▶ [WHAT TO WORK ON] Please reproduce the material from the line holding "the gray cloud" through the end of the material, inclusive, swapping "put a marker" for "place a pin" and changing nothing else.

--- Start of INPUT ---

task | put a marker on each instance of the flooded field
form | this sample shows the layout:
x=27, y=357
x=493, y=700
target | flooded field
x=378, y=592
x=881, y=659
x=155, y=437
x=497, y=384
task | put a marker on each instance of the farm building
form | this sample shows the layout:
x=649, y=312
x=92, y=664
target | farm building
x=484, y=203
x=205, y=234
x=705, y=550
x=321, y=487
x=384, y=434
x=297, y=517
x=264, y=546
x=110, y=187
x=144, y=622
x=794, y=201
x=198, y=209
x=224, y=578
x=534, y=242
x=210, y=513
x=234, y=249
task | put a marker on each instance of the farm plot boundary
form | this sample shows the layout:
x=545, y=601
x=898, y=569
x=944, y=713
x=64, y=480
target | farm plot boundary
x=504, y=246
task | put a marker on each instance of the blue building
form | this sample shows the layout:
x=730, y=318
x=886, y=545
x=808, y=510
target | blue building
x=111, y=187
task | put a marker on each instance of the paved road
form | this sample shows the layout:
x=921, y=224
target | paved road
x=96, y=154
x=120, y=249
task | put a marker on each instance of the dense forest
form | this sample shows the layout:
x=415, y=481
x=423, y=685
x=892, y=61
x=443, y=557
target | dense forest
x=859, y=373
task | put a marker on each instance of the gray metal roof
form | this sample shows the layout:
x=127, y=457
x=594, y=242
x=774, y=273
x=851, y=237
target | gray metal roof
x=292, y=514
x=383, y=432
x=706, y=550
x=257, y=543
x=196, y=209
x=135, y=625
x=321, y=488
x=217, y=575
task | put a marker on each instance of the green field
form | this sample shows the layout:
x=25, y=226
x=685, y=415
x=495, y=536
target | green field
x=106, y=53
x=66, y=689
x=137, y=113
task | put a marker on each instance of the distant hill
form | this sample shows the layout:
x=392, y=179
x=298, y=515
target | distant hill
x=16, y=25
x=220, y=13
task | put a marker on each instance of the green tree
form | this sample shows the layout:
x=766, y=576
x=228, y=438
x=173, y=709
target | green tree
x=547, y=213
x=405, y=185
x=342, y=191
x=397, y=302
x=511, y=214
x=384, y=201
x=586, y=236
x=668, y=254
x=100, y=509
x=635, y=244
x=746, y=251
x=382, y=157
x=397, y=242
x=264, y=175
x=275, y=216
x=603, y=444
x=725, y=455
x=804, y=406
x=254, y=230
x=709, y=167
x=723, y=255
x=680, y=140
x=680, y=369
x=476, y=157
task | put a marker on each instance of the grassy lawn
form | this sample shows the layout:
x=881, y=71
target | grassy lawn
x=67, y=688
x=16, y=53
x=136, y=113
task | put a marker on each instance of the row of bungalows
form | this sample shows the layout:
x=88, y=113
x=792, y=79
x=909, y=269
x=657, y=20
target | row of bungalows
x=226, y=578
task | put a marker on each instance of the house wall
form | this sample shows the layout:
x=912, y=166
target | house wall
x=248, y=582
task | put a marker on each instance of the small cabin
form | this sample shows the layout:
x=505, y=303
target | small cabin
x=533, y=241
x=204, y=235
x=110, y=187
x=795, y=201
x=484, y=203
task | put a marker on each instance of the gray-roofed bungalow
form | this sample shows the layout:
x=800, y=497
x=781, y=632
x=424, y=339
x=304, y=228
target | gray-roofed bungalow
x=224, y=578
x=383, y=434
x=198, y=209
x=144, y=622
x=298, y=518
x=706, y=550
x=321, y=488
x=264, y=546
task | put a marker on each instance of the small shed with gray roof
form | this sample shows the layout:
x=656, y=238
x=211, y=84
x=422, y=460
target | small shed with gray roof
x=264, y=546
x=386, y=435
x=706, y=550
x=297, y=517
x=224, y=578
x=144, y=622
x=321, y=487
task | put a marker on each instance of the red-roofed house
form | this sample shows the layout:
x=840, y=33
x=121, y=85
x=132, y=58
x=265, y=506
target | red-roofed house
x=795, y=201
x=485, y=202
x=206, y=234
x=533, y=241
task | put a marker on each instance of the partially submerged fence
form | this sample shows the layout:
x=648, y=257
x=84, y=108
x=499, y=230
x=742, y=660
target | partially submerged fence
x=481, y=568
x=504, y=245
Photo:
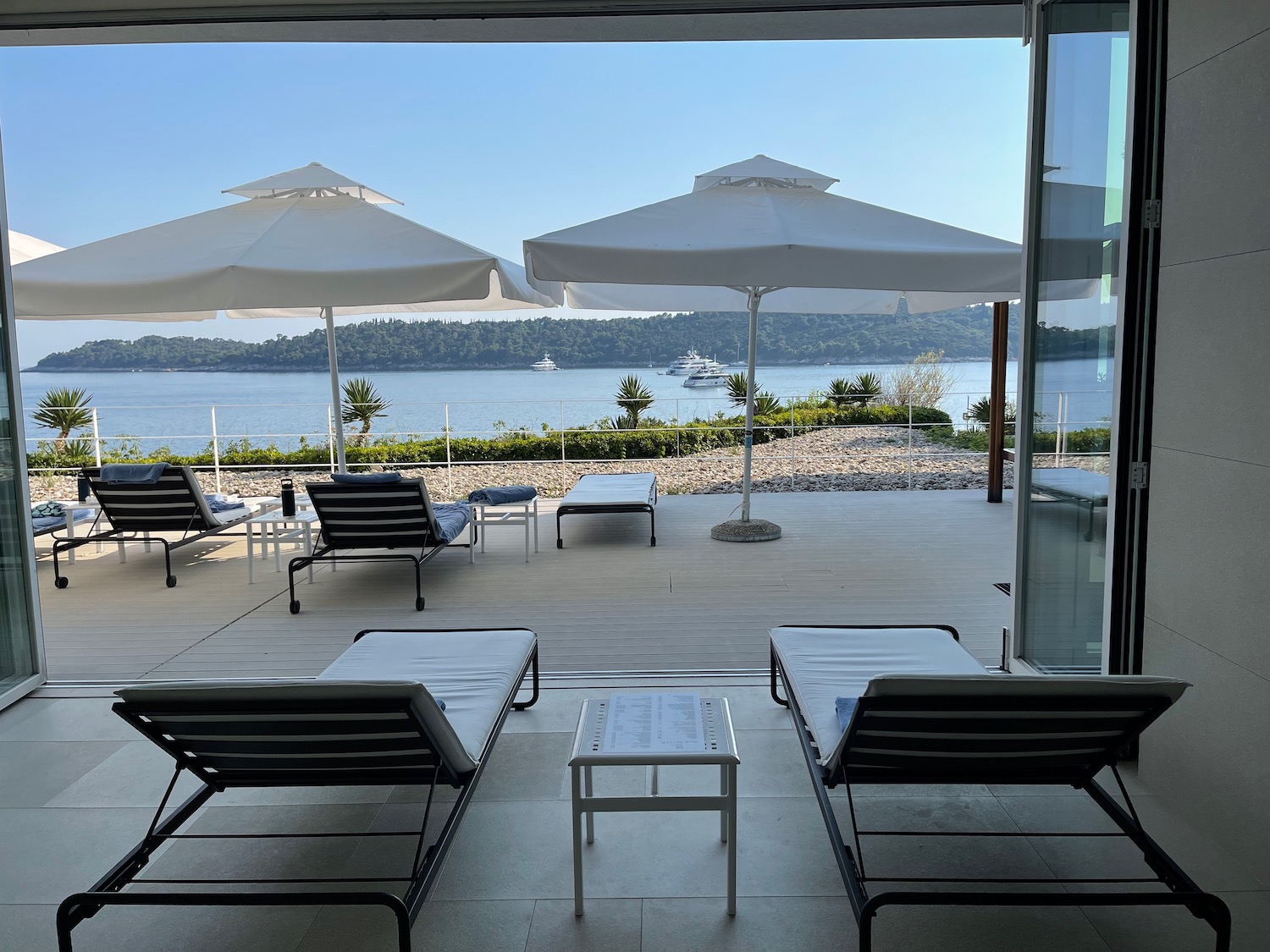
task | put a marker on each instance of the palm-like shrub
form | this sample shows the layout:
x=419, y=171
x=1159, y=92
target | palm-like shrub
x=362, y=404
x=64, y=409
x=632, y=398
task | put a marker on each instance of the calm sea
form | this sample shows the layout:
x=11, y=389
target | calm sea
x=177, y=408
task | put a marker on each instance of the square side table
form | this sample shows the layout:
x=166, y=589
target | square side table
x=721, y=749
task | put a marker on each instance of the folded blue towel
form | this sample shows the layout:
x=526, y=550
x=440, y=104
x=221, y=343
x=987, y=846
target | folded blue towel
x=845, y=706
x=363, y=477
x=132, y=472
x=497, y=495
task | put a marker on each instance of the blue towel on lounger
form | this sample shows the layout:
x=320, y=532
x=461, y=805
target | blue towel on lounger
x=132, y=472
x=497, y=495
x=845, y=706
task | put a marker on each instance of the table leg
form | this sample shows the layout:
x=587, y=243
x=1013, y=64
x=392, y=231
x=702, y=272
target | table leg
x=251, y=555
x=277, y=546
x=591, y=814
x=732, y=839
x=577, y=840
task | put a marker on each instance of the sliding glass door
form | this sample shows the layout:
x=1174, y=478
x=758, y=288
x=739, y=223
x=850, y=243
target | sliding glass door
x=1068, y=370
x=20, y=657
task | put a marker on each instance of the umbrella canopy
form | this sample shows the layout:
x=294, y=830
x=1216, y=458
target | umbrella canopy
x=23, y=248
x=766, y=231
x=306, y=243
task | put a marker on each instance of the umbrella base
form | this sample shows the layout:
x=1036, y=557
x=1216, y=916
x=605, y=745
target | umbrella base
x=751, y=531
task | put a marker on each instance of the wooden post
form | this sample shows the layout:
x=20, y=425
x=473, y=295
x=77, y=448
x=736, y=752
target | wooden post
x=997, y=400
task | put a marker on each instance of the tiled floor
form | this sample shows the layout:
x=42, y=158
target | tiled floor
x=75, y=786
x=605, y=602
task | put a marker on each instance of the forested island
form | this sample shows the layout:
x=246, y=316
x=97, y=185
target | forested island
x=432, y=344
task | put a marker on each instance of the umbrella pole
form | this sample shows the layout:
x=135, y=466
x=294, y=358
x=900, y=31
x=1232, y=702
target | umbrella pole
x=329, y=315
x=754, y=297
x=746, y=530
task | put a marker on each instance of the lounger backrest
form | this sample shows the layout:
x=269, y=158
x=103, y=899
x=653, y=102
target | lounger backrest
x=996, y=729
x=173, y=504
x=375, y=515
x=299, y=733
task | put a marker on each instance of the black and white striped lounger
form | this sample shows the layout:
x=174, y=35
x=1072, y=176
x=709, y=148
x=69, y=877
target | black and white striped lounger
x=174, y=503
x=611, y=493
x=1071, y=485
x=383, y=515
x=371, y=718
x=926, y=711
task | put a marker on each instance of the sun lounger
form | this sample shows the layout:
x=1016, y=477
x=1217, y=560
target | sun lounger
x=1072, y=485
x=371, y=718
x=172, y=503
x=611, y=493
x=926, y=711
x=383, y=515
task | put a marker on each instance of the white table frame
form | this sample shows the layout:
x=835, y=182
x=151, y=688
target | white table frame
x=279, y=530
x=521, y=512
x=588, y=753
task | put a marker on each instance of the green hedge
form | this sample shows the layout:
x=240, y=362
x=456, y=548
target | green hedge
x=654, y=441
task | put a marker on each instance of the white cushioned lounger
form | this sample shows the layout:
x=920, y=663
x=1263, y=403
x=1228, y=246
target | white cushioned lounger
x=611, y=493
x=371, y=718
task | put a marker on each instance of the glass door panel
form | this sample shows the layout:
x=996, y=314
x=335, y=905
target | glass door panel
x=1066, y=398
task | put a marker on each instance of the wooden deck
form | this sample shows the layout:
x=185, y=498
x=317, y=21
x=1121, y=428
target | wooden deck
x=607, y=602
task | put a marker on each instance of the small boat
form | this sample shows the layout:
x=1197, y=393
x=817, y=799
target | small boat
x=691, y=362
x=708, y=377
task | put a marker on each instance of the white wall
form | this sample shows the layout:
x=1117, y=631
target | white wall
x=1208, y=563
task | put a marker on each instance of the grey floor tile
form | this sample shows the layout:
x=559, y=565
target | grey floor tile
x=761, y=924
x=441, y=927
x=136, y=774
x=65, y=718
x=46, y=855
x=35, y=772
x=609, y=924
x=1128, y=929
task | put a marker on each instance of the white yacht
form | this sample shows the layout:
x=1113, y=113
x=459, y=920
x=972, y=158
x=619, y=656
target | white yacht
x=690, y=363
x=710, y=376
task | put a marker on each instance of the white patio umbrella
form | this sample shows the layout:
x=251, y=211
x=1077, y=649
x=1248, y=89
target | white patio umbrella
x=306, y=243
x=766, y=233
x=23, y=248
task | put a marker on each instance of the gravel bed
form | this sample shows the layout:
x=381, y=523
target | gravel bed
x=833, y=459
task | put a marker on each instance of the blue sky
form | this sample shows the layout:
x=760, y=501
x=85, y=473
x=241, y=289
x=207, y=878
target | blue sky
x=495, y=144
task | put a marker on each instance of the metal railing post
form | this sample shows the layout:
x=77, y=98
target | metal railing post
x=908, y=457
x=330, y=437
x=450, y=465
x=216, y=452
x=97, y=441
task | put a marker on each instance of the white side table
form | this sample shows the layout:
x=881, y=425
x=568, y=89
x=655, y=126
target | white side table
x=520, y=513
x=719, y=748
x=279, y=530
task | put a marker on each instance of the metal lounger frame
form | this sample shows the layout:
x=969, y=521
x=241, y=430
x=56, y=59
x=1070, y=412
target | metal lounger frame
x=192, y=528
x=571, y=508
x=108, y=891
x=1183, y=891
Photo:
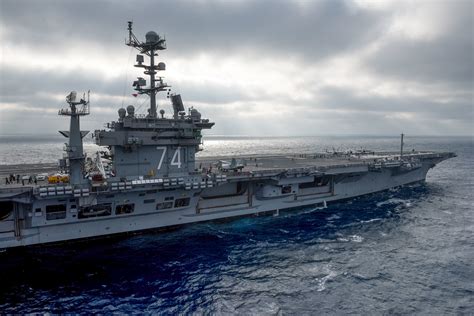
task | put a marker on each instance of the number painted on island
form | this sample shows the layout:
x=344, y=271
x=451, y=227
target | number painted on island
x=162, y=156
x=176, y=161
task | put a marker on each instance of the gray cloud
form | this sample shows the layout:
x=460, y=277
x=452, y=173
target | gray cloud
x=282, y=31
x=314, y=30
x=449, y=58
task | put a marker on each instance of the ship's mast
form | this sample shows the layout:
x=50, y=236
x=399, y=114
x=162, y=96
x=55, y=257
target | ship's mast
x=74, y=149
x=150, y=47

--- End of INPUT ---

▶ [TASK RESULT]
task | place a pin on each instance of the gray cloud
form | this sample shows the layout:
x=460, y=277
x=452, y=173
target | gray cloud
x=282, y=31
x=314, y=30
x=449, y=58
task | place a pin on each instance of the ship's mast
form | this sample shows the layout:
x=50, y=236
x=399, y=114
x=162, y=96
x=55, y=257
target | ship's mast
x=74, y=149
x=150, y=47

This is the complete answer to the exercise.